§ **GIVEN PROBLEM**: Change "bounding boxes" to "rectangles" wherever it occurs in the records below, keeping every other line as it is. Leave the pictures out of your answer.
---------- EXERCISE INPUTS ----------
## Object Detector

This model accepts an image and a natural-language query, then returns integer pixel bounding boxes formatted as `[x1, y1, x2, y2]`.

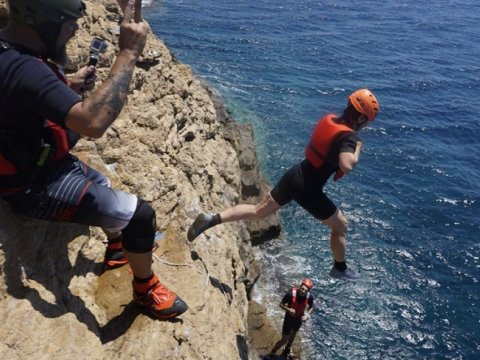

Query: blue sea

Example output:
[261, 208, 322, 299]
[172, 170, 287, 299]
[145, 0, 480, 360]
----------
§ **COMPLETE ANSWER**:
## Object Detector

This model accepts an image and a natural-language query, then returns integer pixel rectangles formatted as `[x1, y1, x2, y2]`.


Query: blue sea

Example output:
[261, 208, 322, 299]
[172, 170, 287, 299]
[145, 0, 480, 360]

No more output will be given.